## EXERCISE AIM
Can you return each line of the records below word for word, omitting the pictures?
--- Begin RECORDS FOR THIS EXERCISE ---
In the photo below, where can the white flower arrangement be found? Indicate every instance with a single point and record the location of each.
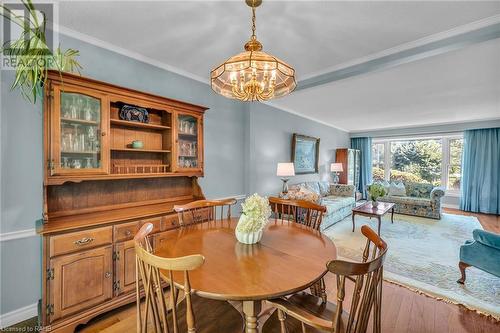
(255, 215)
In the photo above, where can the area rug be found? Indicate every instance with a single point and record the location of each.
(423, 255)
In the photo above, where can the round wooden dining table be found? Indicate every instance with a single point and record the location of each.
(290, 257)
--- End RECORDS FOR THIS EXERCISE ---
## COMPLETED EXERCISE
In the photo below, where can the white flower arrangement be found? Indicate every instance with a single point and record the location of each.
(255, 215)
In the photo above, where can the area rug be found? Indicate every instance with a single point and record the location of each.
(423, 255)
In the photo above, where can the round wooden dining table be found? Indicate every instance with a single point and record the location of each.
(290, 257)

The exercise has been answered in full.